* start *
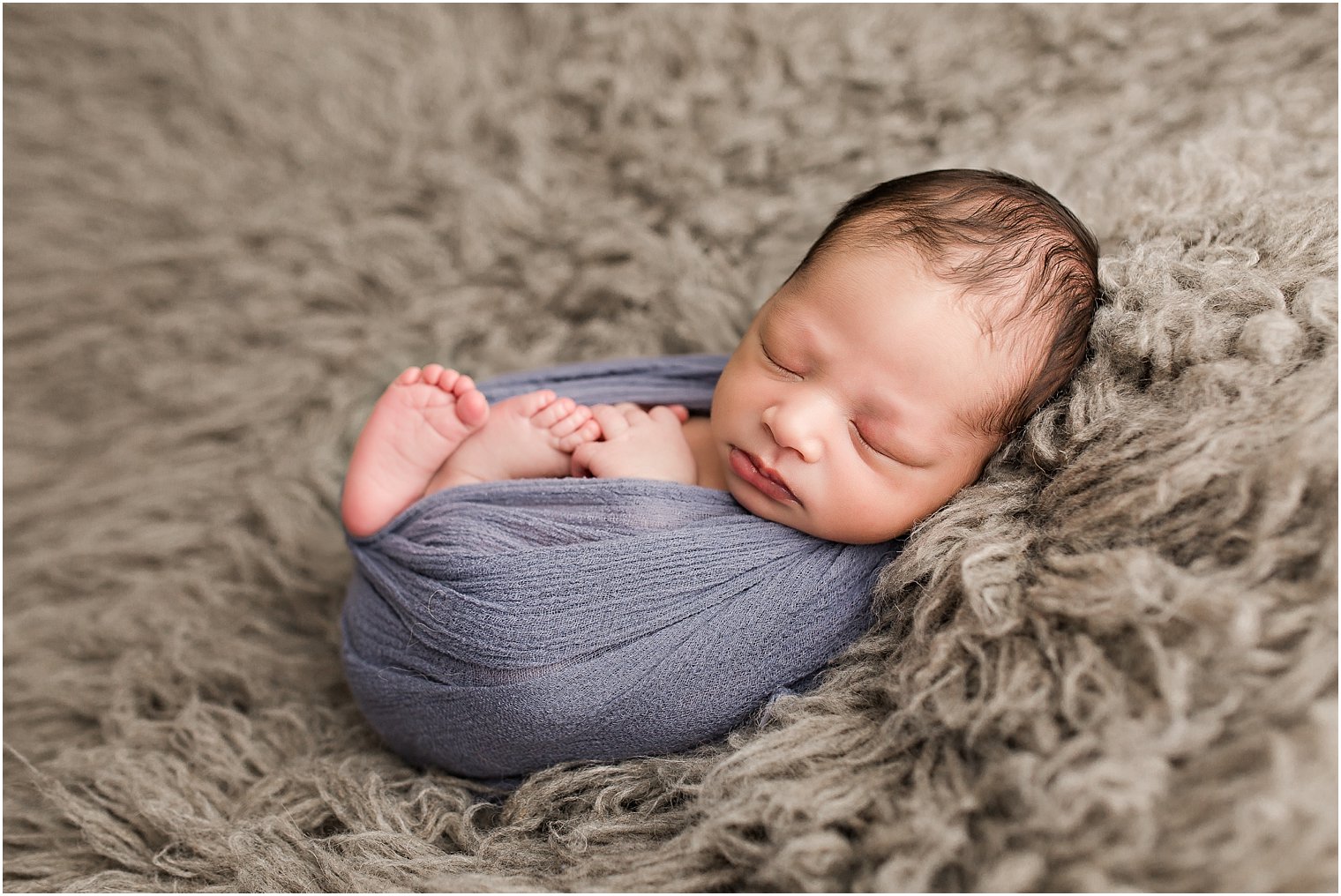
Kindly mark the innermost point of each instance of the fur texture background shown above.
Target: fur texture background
(1109, 664)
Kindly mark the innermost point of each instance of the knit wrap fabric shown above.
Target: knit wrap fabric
(499, 628)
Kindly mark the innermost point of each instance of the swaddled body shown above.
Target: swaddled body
(498, 628)
(508, 613)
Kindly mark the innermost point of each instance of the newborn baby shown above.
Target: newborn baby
(933, 314)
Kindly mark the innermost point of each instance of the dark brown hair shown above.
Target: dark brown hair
(1016, 252)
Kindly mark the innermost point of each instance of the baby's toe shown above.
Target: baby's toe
(590, 430)
(572, 422)
(472, 408)
(546, 409)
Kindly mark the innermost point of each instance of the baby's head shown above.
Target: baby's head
(928, 321)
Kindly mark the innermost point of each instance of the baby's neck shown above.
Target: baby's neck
(699, 437)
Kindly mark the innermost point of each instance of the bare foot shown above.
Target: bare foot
(416, 425)
(528, 437)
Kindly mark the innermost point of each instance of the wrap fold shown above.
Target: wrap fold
(499, 628)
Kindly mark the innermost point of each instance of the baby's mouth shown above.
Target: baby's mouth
(754, 471)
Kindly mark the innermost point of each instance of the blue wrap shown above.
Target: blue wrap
(499, 628)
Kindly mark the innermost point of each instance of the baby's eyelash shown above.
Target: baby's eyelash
(868, 443)
(768, 357)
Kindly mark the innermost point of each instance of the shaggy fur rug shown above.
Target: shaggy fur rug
(1109, 664)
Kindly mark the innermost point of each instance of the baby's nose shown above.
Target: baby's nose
(791, 428)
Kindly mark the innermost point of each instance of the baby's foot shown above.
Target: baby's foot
(528, 437)
(417, 422)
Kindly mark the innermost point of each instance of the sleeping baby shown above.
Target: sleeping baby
(928, 321)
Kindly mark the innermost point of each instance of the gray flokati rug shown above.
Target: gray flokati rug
(1111, 664)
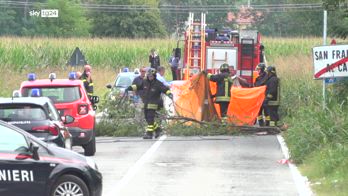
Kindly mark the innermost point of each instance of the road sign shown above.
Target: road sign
(330, 80)
(330, 61)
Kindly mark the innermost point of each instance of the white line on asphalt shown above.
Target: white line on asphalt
(301, 182)
(136, 167)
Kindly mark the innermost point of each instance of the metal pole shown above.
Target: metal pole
(324, 43)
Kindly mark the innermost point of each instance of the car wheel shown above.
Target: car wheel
(69, 185)
(90, 148)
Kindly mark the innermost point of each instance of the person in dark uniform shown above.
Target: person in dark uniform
(260, 81)
(271, 102)
(152, 99)
(154, 59)
(86, 78)
(138, 81)
(174, 64)
(223, 93)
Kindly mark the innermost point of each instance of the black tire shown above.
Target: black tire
(90, 147)
(69, 184)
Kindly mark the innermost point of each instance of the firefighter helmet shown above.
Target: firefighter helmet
(271, 69)
(224, 68)
(151, 72)
(261, 67)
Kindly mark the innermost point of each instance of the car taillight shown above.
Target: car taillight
(83, 109)
(54, 130)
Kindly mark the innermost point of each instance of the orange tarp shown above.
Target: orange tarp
(245, 104)
(193, 100)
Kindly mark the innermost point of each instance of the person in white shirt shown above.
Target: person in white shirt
(160, 76)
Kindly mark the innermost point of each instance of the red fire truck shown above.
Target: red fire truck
(206, 49)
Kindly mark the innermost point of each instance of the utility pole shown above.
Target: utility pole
(324, 43)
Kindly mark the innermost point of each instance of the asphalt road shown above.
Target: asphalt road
(194, 166)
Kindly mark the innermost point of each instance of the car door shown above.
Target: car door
(20, 173)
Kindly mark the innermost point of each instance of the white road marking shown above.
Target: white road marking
(301, 182)
(136, 167)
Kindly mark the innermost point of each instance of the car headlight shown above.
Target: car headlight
(91, 163)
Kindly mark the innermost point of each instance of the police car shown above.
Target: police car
(39, 117)
(123, 80)
(70, 98)
(31, 167)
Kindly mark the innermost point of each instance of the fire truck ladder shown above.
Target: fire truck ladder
(195, 44)
(247, 58)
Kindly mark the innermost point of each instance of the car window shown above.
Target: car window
(124, 81)
(21, 112)
(53, 113)
(57, 94)
(11, 140)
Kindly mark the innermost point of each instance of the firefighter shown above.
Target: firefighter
(271, 102)
(223, 91)
(152, 99)
(154, 59)
(260, 81)
(86, 78)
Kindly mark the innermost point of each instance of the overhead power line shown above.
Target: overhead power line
(177, 8)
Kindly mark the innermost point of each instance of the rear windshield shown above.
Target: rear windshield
(21, 112)
(56, 94)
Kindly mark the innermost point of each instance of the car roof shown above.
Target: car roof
(128, 74)
(48, 82)
(26, 100)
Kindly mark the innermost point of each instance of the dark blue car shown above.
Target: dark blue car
(31, 167)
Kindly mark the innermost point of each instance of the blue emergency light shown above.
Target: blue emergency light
(52, 76)
(31, 77)
(72, 75)
(35, 92)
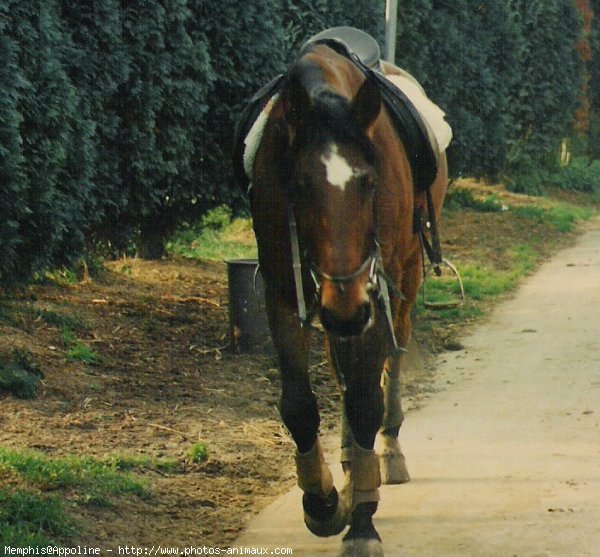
* end *
*Exercise description*:
Can you reproduce all of the records above word for word, omitting the pictures?

*Reply to the exercise*:
Kindly mark the innermost point of each instance of the fur texture background shown above.
Target: fur texture background
(1109, 664)
Kindly mark the innermost point of each instance of the knit wrap fabric shown above.
Target: knit wrap fabric
(499, 628)
Kindly mark the innermost point of each instance of the swaddled body shown above.
Target: swaddled body
(498, 628)
(508, 613)
Kindly mark the innermost point of each instance of the newborn baby shown above.
Target: newborn baby
(933, 314)
Kindly mark the innermost point of each instance of the dark brown hair shown above.
Target: dark brown hair
(1016, 252)
Kindly mark the innermost point of each instance of the baby's toe shown above.
Target: baby's toe
(590, 430)
(572, 422)
(472, 408)
(546, 409)
Kindly mark the innermost point of each instance of the baby's head shown above.
Target: baby's head
(928, 321)
Kindly mark the innermost point of each instance of the baby's neck shown above.
Target: baby's neck
(699, 437)
Kindly mark the innermost point of each instance of the bare foot shown above.
Target: bare foot
(416, 425)
(528, 437)
Kindly mark the innermost point of each instance of the wrap fold shown above.
Target: wrap fold
(499, 628)
Kindly mark the innermost point of each instance of the baby's mouth shown above.
Target: baby's mouth
(754, 471)
Kindly mark the innermost point of each instance of the blue wrap shown above.
Target: blue wrap
(499, 628)
Kindly mark the innermost point of each instance of the baby's eyelash shown above.
Target: baby's eyelash
(868, 443)
(768, 357)
Kindly mark the innermost point of each instance of the shaggy fur rug shown above.
Target: shaggy fur rug
(1109, 664)
Kindly mark the innermost point of each instance of the baby's nose shown above.
Target: baby's nose
(791, 428)
Kindly mark the innermost point of each instance of the baby's foot shown above.
Target: baby's foot
(528, 437)
(417, 422)
Kindly mark the innermost point of each instance of the sleeping baby shown above.
Target: sleeping baby
(928, 321)
Kindly mark the innermost point of each instance of the gray flokati rug shown above.
Target: gray flokati rug
(1111, 664)
Kindly mark the innermost point of each instance of the road sign shown above.
Target: road sign
(330, 80)
(330, 61)
Kindly mark the innermost point of each instance of the white line on asphalt shown above.
Target: white line on asphalt
(301, 182)
(136, 167)
Kindly mark the innermost point of each instance of the metal pole shown above.
Target: metal pole
(324, 43)
Kindly mark the innermost point of each instance of the car wheel shown above.
Target: car wheel
(69, 185)
(90, 148)
Kindly mark the innermost point of each instance of the person in dark uniform shown above.
Target: person in dark uniform
(260, 81)
(271, 102)
(152, 99)
(154, 59)
(86, 78)
(138, 81)
(174, 64)
(223, 93)
Kindly mark the innermost point of each instance of the black tire shown above.
Target: black tire
(90, 147)
(69, 184)
Kindly mark the innermost point of each instance of the firefighter helmet shown above.
Target: firefighter helmet
(271, 69)
(224, 68)
(151, 72)
(261, 67)
Kindly mark the innermost point of each instance of the car taillight shown above.
Target: car taillight
(83, 109)
(54, 130)
Kindly mark the innermost point of each instance of the orange tarp shown above.
Target: orange tarp
(245, 104)
(193, 100)
Kindly mark the innermost point of each instance of the person in white shirt shown above.
Target: person in white shirt
(160, 76)
Kindly mark the innermost point of each instance of the red fire truck shown above.
Target: red fire truck
(206, 49)
Kindly mark the innermost point of each instance of the utility pole shown above.
Target: utility pole
(324, 43)
Kindly mark the innermost point of each instance of the asphalt road shown above.
Target: asphalt road
(194, 166)
Kindly mark the innermost point of each instance of the car door shown above.
Target: car door
(20, 173)
Kindly mark the innermost point of each instance of the white road marking shown above.
Target: white road marking
(301, 182)
(136, 167)
Kindly mark the innermost point of each instance of the car headlight shown above.
Target: car headlight
(91, 163)
Kindly mark the innermost point of each instance of the police car shown above.
Target: police car
(39, 117)
(123, 80)
(70, 98)
(31, 167)
Kindly mark the innermost point of each instance of the fire truck ladder shown above.
Target: fire truck ladder
(195, 44)
(247, 58)
Kindly mark the innermost point of each instance of the car window shown above.
Target: car window
(124, 81)
(21, 112)
(53, 113)
(57, 94)
(11, 140)
Kindly mark the innermost point of each instance of the firefighter shown above.
Target: firefighter
(271, 102)
(223, 91)
(152, 99)
(154, 59)
(260, 81)
(86, 78)
Kindly mark the innermost point of each instance of the overhead power line shown above.
Target: overhead power line
(177, 8)
Kindly mark the innermost point of each instance of the rear windshield shown above.
Target: rear windshield
(21, 112)
(56, 94)
Kindly mark the innermost point of each instance of the car roof shown above.
Target: car roof
(128, 74)
(48, 82)
(26, 100)
Kindly mark the innermost point of each instance of the dark blue car shown above.
Target: dark blue car
(31, 167)
Kindly mark the innermost point of each instance of the blue emergency light shown above.
Target: blue emergency light
(52, 76)
(31, 77)
(72, 75)
(35, 92)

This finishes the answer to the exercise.